DOCUMENT EXTRACT:
....
Don't miss our book giveaway, running until Sept 21! Visit the link above to enter.

Monday, September 18, 2017

A bead stitch combination to try - right-angle peyote

 

In the current issue of Bead&Button (October 2017), there is a stitch workshop article by Antonio Calles on a technique he calls right-angle peyote, because it combines the two stitches into a clever component that can be linked together to form all sorts of pretty designs.

You can find a couple of his projects and blank charts online (you must be a subscriber).  The basic component is easy to stitch, especially if you're familiar with both RAW and peyote.  If they are new to you, make sure you pick up a copy of B&B to get the instructions for the component!  To figure out the component and stitch together two of them as shown above took me less than 5 minutes.  It would have been less, but I changed my mind about one of the colors!

Thursday, September 14, 2017

Book giveaway: The Art of Quilling Paper Jewelry


Last week, I shared my review of Ann Martin's new book, The Art of Quilling Paper Jewelry.  Well, today I am delighted to be able to offer up a copy for giveaway! Let me tantalize you with some images from the book that Ann shared with me...can you even believe they are made from paper??





 

GIVEAWAY ALERT!!! 

Would you like a great book full of new projects?  Here's what you need to do...please read this carefully. Leave me a comment here and include your email address. If I don't see your email address, I will not contact you. No contact, no win, and I simply have to go on to the next person. You are welcome to spell it out if you'd prefer, for example, beadingarts at gmail dot com. If you tweet or post on Facebook or other social spots about the contest, you can leave a second comment and be entered twice! Deadline: September 21, 2016

 

Monday, September 11, 2017

Fierce - a Tribal Stripes bead embroidery tutorial


One of the best things about working with black and white beads in the new Jesse James Beads Tribal Stripes collection is that it gives you unlimited potential for mixing in other colors.  The Pantone color called Pink Yarrow is so hot right now, and I like it anyway, so that's the direction I went in stitching up this new pendant that I call Fierce!


Materials + Tools


Jesse James Beads
Tribal Stripes inspiration bead mix
Tribal Stripes mini bead mix

Fire Mountain Gems seed beads
Size 11/0:
Black matte
Fuchsia matte
White
Fuchsia Delicas

Size 8/0:
Color-lined hot pink

Size 15/0:
Black

Beading needles
Scissors
Nymo beading thread, black, size O
Foundation fabric, like ultra-suede
Double sided tape



1. Use a small piece of double sided tape to position your focal bead and stitch it down.
....
Dataset records on object locations:
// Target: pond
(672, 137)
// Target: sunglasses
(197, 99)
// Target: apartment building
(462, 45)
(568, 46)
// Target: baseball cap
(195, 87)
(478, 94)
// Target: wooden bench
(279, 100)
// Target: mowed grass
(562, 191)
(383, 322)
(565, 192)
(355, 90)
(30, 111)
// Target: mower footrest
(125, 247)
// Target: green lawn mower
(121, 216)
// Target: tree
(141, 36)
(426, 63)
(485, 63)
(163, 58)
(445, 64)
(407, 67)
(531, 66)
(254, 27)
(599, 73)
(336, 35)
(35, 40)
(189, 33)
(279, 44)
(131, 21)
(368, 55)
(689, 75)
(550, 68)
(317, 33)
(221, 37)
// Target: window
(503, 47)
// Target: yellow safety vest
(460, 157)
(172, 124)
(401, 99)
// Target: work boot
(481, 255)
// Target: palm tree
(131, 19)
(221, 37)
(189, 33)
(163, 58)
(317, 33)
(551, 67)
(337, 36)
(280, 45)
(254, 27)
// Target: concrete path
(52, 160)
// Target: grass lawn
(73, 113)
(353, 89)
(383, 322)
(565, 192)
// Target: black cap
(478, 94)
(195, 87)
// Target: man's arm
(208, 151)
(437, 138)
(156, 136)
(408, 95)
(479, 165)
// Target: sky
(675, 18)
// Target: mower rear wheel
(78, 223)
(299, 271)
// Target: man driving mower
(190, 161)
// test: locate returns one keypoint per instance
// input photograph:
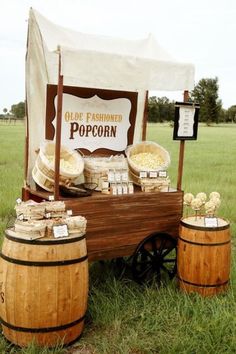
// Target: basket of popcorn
(146, 156)
(96, 168)
(71, 166)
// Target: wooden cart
(141, 224)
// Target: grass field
(124, 317)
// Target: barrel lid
(198, 223)
(10, 234)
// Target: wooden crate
(116, 224)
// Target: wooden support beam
(58, 131)
(145, 118)
(181, 152)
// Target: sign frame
(193, 128)
(85, 93)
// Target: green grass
(124, 317)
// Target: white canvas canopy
(96, 62)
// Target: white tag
(111, 176)
(114, 189)
(162, 174)
(153, 174)
(211, 222)
(60, 231)
(117, 176)
(131, 188)
(119, 189)
(105, 184)
(143, 174)
(124, 176)
(125, 188)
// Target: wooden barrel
(43, 289)
(203, 257)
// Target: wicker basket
(96, 168)
(71, 166)
(42, 180)
(147, 147)
(30, 210)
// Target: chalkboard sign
(186, 121)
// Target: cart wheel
(155, 258)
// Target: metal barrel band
(45, 242)
(203, 228)
(42, 263)
(44, 329)
(203, 285)
(204, 244)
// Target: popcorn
(147, 160)
(210, 207)
(202, 196)
(214, 194)
(216, 201)
(188, 197)
(196, 204)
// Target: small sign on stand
(186, 121)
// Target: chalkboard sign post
(185, 128)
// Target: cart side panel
(116, 224)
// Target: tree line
(161, 109)
(205, 93)
(17, 111)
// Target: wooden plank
(117, 224)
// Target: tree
(18, 110)
(206, 94)
(231, 114)
(153, 110)
(160, 109)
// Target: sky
(200, 32)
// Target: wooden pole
(58, 130)
(181, 152)
(145, 118)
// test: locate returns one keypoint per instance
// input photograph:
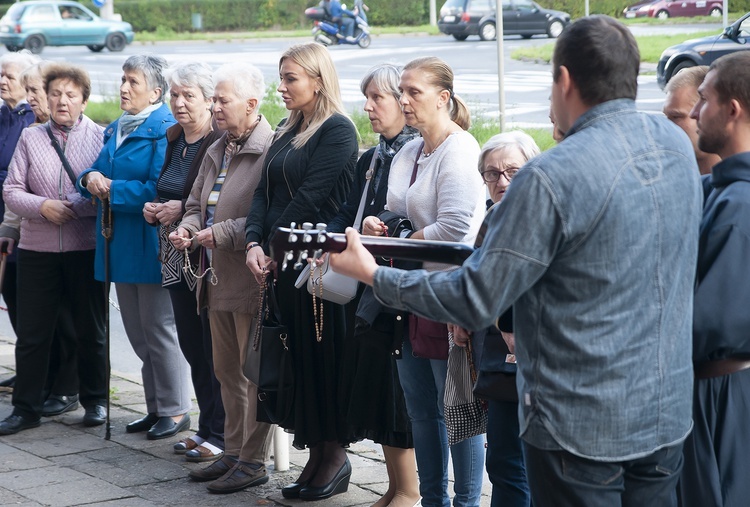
....
WHAT IS ASKED:
[a] How would you put this sentence from the beading blog into Spanish: "The basic component is easy to stitch, especially if you're familiar with both RAW and peyote."
[b] What follows step 1 of the Fierce pendant tutorial in the beading blog? Write the next few numbered steps.

TASK RESPONSES:
[a] El componente básico es fácil de tejer, sobre todo si ya conoces tanto el RAW como el peyote.

[b]
2. Stitch a row of back stitch around the bead with size 11/0 seed beads.  Keep an even number of beads on each side, not counting the corners.  Run your thread through all the stitches a second time to cinch them up, and tack down on the back of the foundation fabric.  Come up so that you have passed through a corner bead and one additional row bead.  Begin peyote stitch down to the next corner.


 

3. When you reach the next corner bead, skip it and add two seed beads over top of it.  Repeat around, adding two beads at each corner.  In the following rows, these two beads will be the base for a herringbone stitch, which will hug the corner.  I added several more rows to accommodate the depth of my bead, and in the final row I switched to size 15/0 seed beads, using size 11/0s only on the corners.  For the final row, I added a single bead at the top of the herringbone stitches just to finish them off.



4. Continue to add rows of back stitch working outward from the bezel in color combinations that please you.  Add some small focal beads for variety.




5. Add a couple more rows of back stitch, and cut out your pendant, leaving about 1/8 inch of foundation fabric.  Use double sided tape to attach backing fabric, and cut it even with the top.



6. Stitch around the outside through both pieces of fabric using edging brick stitch.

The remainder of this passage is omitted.